O Conde dos Arcos, que condenara à morte os outros
revolucionários, detém-se diante da figura de Miguelinho. E sentiu que, ali,
havia uma personalidade diferente. Um instante raro de dignidade humana.
Percebendo em Miguelinho esse ser extraordinário,
propõe a ele: “Há documentos aqui que o incriminam. Como, por exemplo, este,
assinado pelo Sr., mas onde falta a letra O”. Miguelinho calado. E o Conde
repõe: “Alguém deve ter assinado pelo Sr.”. O que implicaria em não condenação
à morte do padre. Mas, Miguelinho pede o documento, examina-o e responde: “Não,
esta letra é minha. Realmente faltou papel para eu colocar o O final do meu
nome”. E volta ao silêncio e à oração.

**DADOS COLETADOS:**
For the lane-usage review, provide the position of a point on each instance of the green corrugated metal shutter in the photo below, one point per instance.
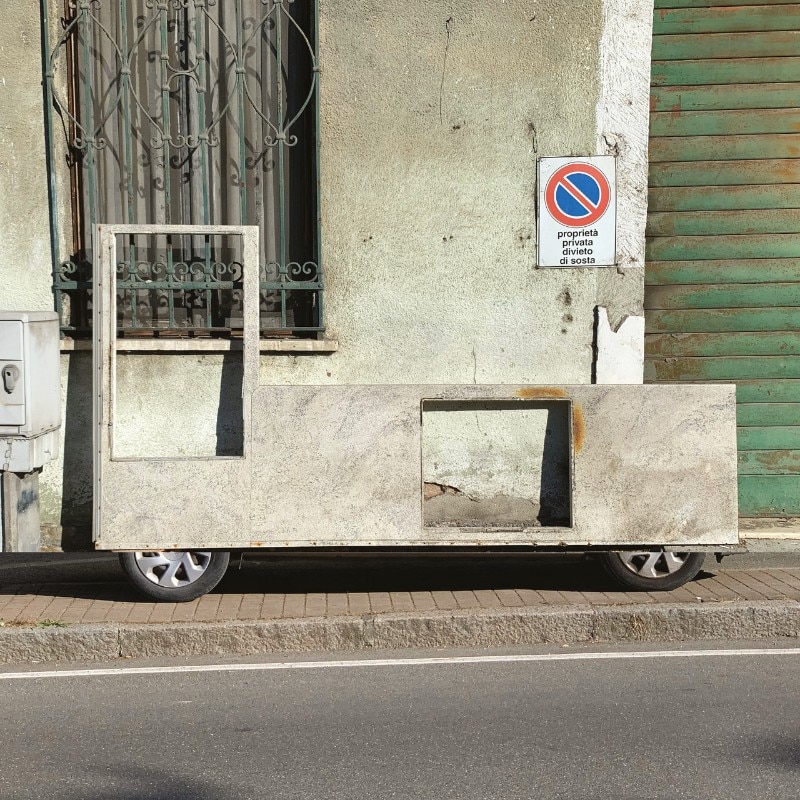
(723, 275)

**INSTRUÇÕES DE TRABALHO:**
**A.** No texto sobre Miguelinho e o Conde dos Arcos, que letra falta na assinatura do documento mostrado a Miguelinho?
**B.** Escreva a continuação do texto sobre Miguelinho e o Conde dos Arcos, começando logo após a última frase.

**RESPOSTAS DO EXERCÍCIO:**
**A.** A letra O.

**B.**
O Conde dos Arcos reclama “Não sou sanguinolento
como dizem. Afirme alguma coisa. Explique qualquer ação sua. Vamos, fale”. E
Miguelinho em silêncio ficou. Até que a autoridade portuguesa definiu: “Então,
está condenado ao fuzilamento sumário”.
Miguelinho ajoelhou-se, chorando e silenciosamente;
recitou o “Miserere mei Domine”. Foi arcabuzado a 12 de junho de 1817.